▸ **GIVEN TEXT**:
——————

Hell, Rust itself can fail. I struggle to imagine how this is perceived as some long-con from the Rust PR team to convince people Rust programs cannot be written with incorrect logic.

oivey · on Dec 25, 2024

I think they were highlighting that that phrase is bullshit. It’s trivial to escape many compile time checks.

unshavedyak · on Dec 25, 2024

Yea, but that's my argument - that they're being dense (i imagine on purpose?). The phrase doesn't mean that nothing can fail at runtime. Of course it doesn't.

Rather that we have many tools to write a program that can be written with many compile time checks. For example many representations of state can be describe in compile time checks via enums, type transitions, etc.

brabel · on Dec 25, 2024

> The phrase doesn't mean that nothing can fail at runtime.

That's exactly what that phrase means, you're twisting the actual words in the phrase to be able to arrive at something more acceptable in your own mind. All you're saying is "oh you shouldn't take it literally". I can guarantee most people take that literally and it's bullshit.

unshavedyak · on Dec 25, 2024

So you think everyone using that phrase thinks it's not possible to fail at all at runtime, in any manner?

Unsafe, Panic and Error would like a word.

saghm · on Dec 24, 2024

Honestly, I think the majority of the times I've said that sentence has been after running code that has an obvious mistake (like the code I posted above)!

farresito · on Dec 24, 2024

As someone who is interested in getting more serious with Rust, could you explain the essence of how you should always approach organizing code in Rust as to minimize refactors as the code grows?

oconnor663 · on Dec 24, 2024

In my experience there are two versions of "fighting the borrow checker". The first is where the language has tools it needs you to use that you might not've seen before, like enums, Option::take, Arc/Mutex, channels, etc. The second is where you need to stop using references/lifetimes and start using indexes: https://jacko.io/object_soup.html

meindnoch · on Dec 24, 2024

>and start using indexes

So basically raw pointers with extra hoops to jump through.

quotemstr · on Dec 24, 2024

Yep. The array index pattern is unsafe code without the unsafe keyword. Amazing how much trouble Rust people go through to make code "safe" only to undermine this safety by emulating unsafe code with safe code.

dmkolobov · on Dec 24, 2024

It’s not the same. The term “safe” has a specific meaning in rust: memory safety. As in:

- no buffer overflows - no use after free - no data races

These problems lead to security vulnerabilities whose scope extends beyond your application. Buffer overflows have historically been the primary mechanism for taking over entire machines. If you emulate pointers with Rust indices and don’t use “unsafe”, those types of attacks are impossible.

——————

▸ **SET PROBLEM A**: Extract word for word the passage of the Rust thread from "- no buffer" to "attacks are impossible.".
▸ **SET PROBLEM B**: Pick out and copy every line of the records that contains the string "target". Case counts.
The records that follow have no connection to the Rust thread.

——————

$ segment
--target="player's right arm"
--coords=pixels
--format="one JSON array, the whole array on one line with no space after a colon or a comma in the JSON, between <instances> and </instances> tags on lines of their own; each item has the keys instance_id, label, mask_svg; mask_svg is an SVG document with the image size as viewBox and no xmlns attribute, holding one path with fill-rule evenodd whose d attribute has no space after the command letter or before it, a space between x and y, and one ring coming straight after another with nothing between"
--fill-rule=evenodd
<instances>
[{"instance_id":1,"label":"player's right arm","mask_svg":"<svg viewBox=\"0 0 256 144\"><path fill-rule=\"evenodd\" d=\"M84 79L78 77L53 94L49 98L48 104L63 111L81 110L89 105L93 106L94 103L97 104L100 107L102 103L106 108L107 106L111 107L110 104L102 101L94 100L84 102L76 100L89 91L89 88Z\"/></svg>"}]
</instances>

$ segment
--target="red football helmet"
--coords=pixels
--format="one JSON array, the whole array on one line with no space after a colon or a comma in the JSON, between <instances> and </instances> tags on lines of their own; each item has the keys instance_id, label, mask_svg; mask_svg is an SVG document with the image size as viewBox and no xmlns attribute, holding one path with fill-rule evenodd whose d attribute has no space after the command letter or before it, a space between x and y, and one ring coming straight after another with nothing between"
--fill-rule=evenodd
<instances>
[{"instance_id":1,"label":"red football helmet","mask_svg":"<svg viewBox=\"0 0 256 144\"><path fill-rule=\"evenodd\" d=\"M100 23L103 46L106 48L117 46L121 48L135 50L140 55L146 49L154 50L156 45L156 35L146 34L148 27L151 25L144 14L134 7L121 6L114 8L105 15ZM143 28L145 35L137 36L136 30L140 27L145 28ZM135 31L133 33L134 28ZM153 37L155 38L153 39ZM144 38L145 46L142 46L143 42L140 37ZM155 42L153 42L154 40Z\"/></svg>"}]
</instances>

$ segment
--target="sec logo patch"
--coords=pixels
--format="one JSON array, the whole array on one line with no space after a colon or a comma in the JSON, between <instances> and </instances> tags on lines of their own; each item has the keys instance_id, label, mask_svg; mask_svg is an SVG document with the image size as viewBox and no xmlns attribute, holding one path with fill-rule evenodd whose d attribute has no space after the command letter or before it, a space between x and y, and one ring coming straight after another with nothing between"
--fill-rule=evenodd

——————

▸ **TASK ANSWER A**:
- no buffer overflows - no use after free - no data races

These problems lead to security vulnerabilities whose scope extends beyond your application. Buffer overflows have historically been the primary mechanism for taking over entire machines. If you emulate pointers with Rust indices and don’t use “unsafe”, those types of attacks are impossible.

▸ **TASK ANSWER B**:
--target="player's right arm"
--target="red football helmet"
--target="sec logo patch"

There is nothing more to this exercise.